◆ **Assigned task**
Starting at the line with "target | white ceiling" in it, reproduce each line below through the last one, exactly, and include nothing else.

◆ **Records drawn from a dataset**

* * * * * * *

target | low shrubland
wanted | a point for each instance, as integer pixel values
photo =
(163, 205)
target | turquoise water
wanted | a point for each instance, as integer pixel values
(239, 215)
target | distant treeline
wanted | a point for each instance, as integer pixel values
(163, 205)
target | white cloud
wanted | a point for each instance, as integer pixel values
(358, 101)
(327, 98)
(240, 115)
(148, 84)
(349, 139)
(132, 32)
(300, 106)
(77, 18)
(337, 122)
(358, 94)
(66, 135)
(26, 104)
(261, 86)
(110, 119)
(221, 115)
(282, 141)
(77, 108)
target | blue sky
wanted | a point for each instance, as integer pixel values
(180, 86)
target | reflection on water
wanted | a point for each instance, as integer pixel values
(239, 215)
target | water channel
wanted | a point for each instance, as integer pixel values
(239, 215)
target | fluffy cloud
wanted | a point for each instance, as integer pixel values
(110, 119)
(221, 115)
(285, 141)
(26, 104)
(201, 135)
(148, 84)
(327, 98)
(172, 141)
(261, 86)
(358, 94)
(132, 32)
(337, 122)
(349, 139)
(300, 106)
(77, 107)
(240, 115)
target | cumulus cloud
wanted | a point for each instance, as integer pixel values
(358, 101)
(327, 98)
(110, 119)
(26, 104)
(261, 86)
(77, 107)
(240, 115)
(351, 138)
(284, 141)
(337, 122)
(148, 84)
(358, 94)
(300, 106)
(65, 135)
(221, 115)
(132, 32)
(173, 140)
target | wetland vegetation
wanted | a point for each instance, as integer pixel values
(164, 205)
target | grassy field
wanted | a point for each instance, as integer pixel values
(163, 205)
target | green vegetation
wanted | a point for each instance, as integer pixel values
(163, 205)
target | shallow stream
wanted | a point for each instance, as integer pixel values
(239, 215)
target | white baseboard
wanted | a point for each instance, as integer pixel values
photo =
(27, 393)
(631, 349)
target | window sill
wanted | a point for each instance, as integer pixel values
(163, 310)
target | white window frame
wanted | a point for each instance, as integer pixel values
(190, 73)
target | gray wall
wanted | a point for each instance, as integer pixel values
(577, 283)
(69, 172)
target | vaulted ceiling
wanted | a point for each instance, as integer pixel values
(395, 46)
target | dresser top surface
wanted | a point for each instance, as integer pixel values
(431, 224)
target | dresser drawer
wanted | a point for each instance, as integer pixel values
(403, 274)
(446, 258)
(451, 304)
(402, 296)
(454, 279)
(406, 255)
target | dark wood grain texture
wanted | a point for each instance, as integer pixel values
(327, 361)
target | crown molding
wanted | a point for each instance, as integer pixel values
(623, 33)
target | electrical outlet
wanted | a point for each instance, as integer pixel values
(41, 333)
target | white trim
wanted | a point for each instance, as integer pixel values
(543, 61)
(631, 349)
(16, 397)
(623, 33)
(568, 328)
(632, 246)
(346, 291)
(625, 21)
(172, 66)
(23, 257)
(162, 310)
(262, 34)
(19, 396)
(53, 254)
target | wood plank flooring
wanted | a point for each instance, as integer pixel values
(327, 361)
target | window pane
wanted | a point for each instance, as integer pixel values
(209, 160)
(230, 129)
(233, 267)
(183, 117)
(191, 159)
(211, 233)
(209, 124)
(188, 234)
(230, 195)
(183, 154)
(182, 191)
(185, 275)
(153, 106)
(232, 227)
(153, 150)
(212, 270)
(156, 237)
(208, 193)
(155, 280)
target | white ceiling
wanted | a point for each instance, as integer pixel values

* * * * * * *

◆ **Task response**
target | white ceiling
wanted | a point for each instance, as integer pixel values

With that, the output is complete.